### EXTRACTED MATERIAL
========================================================================

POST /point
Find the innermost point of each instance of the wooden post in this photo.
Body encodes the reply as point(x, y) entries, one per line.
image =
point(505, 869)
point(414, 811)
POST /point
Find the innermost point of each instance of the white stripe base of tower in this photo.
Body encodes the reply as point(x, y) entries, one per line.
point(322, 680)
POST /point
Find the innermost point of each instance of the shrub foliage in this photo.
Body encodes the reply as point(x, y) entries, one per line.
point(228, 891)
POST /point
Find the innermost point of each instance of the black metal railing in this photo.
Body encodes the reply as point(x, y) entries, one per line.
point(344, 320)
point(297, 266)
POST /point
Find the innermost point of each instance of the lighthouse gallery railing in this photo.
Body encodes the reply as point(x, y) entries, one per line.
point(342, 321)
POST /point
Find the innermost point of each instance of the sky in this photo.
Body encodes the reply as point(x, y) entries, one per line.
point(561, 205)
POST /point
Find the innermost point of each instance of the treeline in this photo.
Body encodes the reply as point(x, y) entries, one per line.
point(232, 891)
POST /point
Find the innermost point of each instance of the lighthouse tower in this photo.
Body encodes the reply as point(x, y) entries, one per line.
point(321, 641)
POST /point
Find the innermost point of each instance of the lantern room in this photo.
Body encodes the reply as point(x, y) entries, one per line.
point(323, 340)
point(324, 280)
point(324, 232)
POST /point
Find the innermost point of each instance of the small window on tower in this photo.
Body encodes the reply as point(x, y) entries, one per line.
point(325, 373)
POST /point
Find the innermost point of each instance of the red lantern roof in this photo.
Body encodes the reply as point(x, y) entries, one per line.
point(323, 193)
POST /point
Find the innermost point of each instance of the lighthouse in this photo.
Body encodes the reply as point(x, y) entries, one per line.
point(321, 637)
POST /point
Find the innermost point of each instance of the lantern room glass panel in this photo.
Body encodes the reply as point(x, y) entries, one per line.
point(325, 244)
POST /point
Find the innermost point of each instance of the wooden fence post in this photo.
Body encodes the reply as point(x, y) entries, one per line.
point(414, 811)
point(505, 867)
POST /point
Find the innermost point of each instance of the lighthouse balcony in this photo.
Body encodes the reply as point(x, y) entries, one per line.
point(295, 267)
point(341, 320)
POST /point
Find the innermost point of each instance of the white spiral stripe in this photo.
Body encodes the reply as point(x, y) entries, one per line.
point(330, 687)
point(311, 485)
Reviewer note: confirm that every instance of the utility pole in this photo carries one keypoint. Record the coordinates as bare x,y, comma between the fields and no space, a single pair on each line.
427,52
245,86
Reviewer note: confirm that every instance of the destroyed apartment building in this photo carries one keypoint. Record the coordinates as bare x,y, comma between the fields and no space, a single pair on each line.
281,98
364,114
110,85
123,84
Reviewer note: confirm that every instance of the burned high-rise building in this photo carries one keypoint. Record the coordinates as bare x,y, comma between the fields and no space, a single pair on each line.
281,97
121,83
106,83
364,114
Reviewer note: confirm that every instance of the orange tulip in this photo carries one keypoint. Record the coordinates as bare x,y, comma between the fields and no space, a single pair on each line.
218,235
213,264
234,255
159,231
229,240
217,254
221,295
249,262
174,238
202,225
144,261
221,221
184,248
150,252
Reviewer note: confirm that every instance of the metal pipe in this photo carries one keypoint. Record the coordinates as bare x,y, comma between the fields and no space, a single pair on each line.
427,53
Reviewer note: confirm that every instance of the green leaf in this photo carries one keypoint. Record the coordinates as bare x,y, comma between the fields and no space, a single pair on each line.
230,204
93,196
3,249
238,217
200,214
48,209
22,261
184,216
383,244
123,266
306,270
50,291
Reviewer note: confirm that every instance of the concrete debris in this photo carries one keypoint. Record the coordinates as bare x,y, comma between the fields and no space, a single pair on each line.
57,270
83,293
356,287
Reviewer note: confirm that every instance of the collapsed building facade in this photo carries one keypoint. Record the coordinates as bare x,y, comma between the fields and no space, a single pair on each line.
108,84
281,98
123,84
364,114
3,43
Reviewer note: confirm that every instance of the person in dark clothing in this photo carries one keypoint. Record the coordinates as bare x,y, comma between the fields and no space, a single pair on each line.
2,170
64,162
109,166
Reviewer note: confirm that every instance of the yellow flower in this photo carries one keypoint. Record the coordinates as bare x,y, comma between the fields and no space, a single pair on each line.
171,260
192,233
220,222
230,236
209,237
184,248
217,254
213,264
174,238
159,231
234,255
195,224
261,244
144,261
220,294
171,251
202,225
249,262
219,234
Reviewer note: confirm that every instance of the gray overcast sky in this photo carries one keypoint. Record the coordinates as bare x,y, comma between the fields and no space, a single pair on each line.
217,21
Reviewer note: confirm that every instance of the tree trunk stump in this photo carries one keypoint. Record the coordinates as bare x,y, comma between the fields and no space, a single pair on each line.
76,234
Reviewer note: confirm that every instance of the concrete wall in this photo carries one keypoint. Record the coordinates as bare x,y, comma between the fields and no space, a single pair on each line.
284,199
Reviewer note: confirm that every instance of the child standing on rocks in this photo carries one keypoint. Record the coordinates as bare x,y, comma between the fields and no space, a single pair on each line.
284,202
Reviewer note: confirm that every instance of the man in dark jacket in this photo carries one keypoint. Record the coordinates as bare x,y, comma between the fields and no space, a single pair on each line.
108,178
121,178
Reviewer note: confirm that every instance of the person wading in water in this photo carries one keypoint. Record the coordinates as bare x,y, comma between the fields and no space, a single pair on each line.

========================================================================

Format all of the lines above as a numbered list, omitting any blank lines.

### CORRECT RESULT
1. POST /point
2. Find the innermost point of each instance of the wooden post in this photo.
3. Body encodes the reply as point(x, y) entries, one per line.
4. image =
5. point(505, 869)
6. point(414, 811)
7. POST /point
8. Find the innermost point of each instance of the white stripe base of tower in this photo.
9. Body encodes the reply as point(x, y) entries, one per line.
10. point(322, 680)
11. POST /point
12. Find the innermost point of each instance of the shrub foliage in this photo.
13. Body encodes the reply as point(x, y) entries, one per line.
14. point(228, 891)
15. POST /point
16. Find the innermost point of each instance of the black metal railing in this photo.
17. Body encodes the reply as point(x, y) entries, one per line.
18. point(344, 320)
19. point(297, 266)
20. POST /point
21. Find the innermost point of each instance of the lighthouse gallery railing in this photo.
22. Body encodes the reply as point(x, y) entries, one per line.
23. point(342, 321)
24. POST /point
25. Find the innermost point of each instance of the sky in this photo.
26. Body encodes the reply as point(x, y) entries, one per line.
27. point(561, 205)
28. POST /point
29. Find the innermost point of each instance of the treeline in this photo.
30. Body encodes the reply as point(x, y) entries, one per line.
31. point(232, 891)
32. POST /point
33. Find the innermost point of each instance of the lighthouse tower in this photo.
34. Body encodes the reply as point(x, y) entries, one per line.
35. point(321, 641)
36. POST /point
37. Find the innermost point of each instance of the lantern room in this photo.
38. Body encodes the reply as point(x, y) entries, one per line.
39. point(323, 340)
40. point(324, 280)
41. point(324, 232)
42. POST /point
43. Find the innermost point of each instance of the small window on tower in this photo.
44. Body encodes the reply as point(x, y) entries, one per line.
45. point(325, 373)
46. POST /point
47. Find the innermost point of each instance of the red lantern roof in this photo.
48. Body encodes the reply as point(x, y) entries, one per line.
49. point(323, 193)
50. POST /point
51. Find the innermost point of each instance of the lighthouse in this photo.
52. Body encodes the reply as point(x, y) entries, one per line.
53. point(321, 637)
54. POST /point
55. Find the innermost point of each instance of the lantern room glass panel in this photo.
56. Body encodes the reply as point(x, y) entries, one per line.
57. point(325, 244)
58. POST /point
59. Find the innermost point of each instance of the wooden fence post in this photo.
60. Body encodes the reply as point(x, y) entries, one per line.
61. point(414, 811)
62. point(505, 867)
63. POST /point
64. Find the innermost point of each instance of the lighthouse balcony in this photo.
65. Body encodes the reply as point(x, y) entries, one per line.
66. point(295, 267)
67. point(341, 320)
68. POST /point
69. Find the innermost point of each instance of the white spiral stripe in this photo.
70. Body encodes the reply as point(x, y) entries, one per line.
71. point(330, 687)
72. point(311, 485)
73. Reviewer note: confirm that every instance of the utility pole in this photo carries one keypoint. Record the coordinates as bare x,y, comma between the fields and no space, a single pair on each line.
74. 427,52
75. 245,86
76. Reviewer note: confirm that every instance of the destroyed apartment building in this photo carries one keypoint. Record the coordinates as bare x,y, comma between the fields and no space, a single pair on each line.
77. 281,98
78. 364,114
79. 110,85
80. 123,84
81. Reviewer note: confirm that every instance of the burned high-rise building in this photo carries one keypoint. Record the coordinates as bare x,y, comma between the fields and no space, a single pair on each line.
82. 281,97
83. 121,83
84. 106,83
85. 364,114
86. Reviewer note: confirm that every instance of the orange tulip in this photo carries one keypoint. Record the coordinates as bare x,y, comma between the fields and no space, a single pair on each line.
87. 218,235
88. 213,264
89. 234,255
90. 159,231
91. 229,240
92. 217,254
93. 221,295
94. 249,262
95. 174,238
96. 202,225
97. 144,261
98. 221,221
99. 184,248
100. 150,252
101. Reviewer note: confirm that every instance of the metal pipe in this photo carries one keypoint. Record the coordinates as bare x,y, comma between the fields and no space, a single pair on each line.
102. 427,53
103. Reviewer note: confirm that every instance of the green leaf in this photo carries one keypoint. Record the coordinates as bare x,y, comma between the fields and no space, a single pair on each line.
104. 230,204
105. 93,196
106. 3,249
107. 238,217
108. 200,214
109. 48,209
110. 22,261
111. 184,216
112. 383,244
113. 123,266
114. 306,270
115. 50,291
116. Reviewer note: confirm that every instance of the concrete debris in this photo carries one keypoint. Record the coordinates as bare x,y, comma between the fields and no space, a single pair on each line.
117. 57,270
118. 83,293
119. 356,287
120. Reviewer note: confirm that every instance of the collapsed building facade in this photo carries one keypoint. Record the coordinates as bare x,y, comma between the fields and no space, a single pair on each line.
121. 108,84
122. 281,98
123. 123,84
124. 364,114
125. 3,43
126. Reviewer note: confirm that every instance of the person in dark clothing in this photo carries one keypoint. Record the coordinates as bare x,y, comma between the fields and no space, a single pair on each line.
127. 2,170
128. 64,162
129. 109,166
130. Reviewer note: confirm that every instance of the yellow flower in this photo carries one keypoint. Record the coordinates as bare x,y, comma between the fields and no space, a single pair on each line.
131. 171,260
132. 192,233
133. 220,222
134. 230,236
135. 209,237
136. 184,248
137. 217,254
138. 213,264
139. 174,238
140. 159,231
141. 234,255
142. 195,224
143. 261,244
144. 144,261
145. 220,294
146. 171,251
147. 202,225
148. 249,262
149. 219,234
150. Reviewer note: confirm that every instance of the gray overcast sky in this photo carries one keypoint. Record the coordinates as bare x,y, comma between the fields and no space, a single pair on each line.
151. 217,21
152. Reviewer note: confirm that every instance of the tree trunk stump in this photo carries one keypoint. Record the coordinates as bare x,y, comma between the fields and no space, a single pair on each line.
153. 76,234
154. Reviewer note: confirm that every instance of the concrete wall in this photo carries one keypoint. Record the coordinates as bare x,y, comma between the fields and no space, a single pair on each line.
155. 284,199
156. Reviewer note: confirm that every instance of the child standing on rocks in this photo carries one keypoint. Record the coordinates as bare x,y, comma between the fields and no space, a single pair on each line.
157. 284,202
158. Reviewer note: confirm that every instance of the man in dark jacket in this photo carries one keypoint. Record the coordinates as bare x,y, comma between the fields and no space, a single pair on each line.
159. 108,178
160. 121,178
161. Reviewer note: confirm that every instance of the person wading in water in this photo carries one keypoint. Record the coordinates as bare x,y, comma between the fields and no space, a single pair on each line.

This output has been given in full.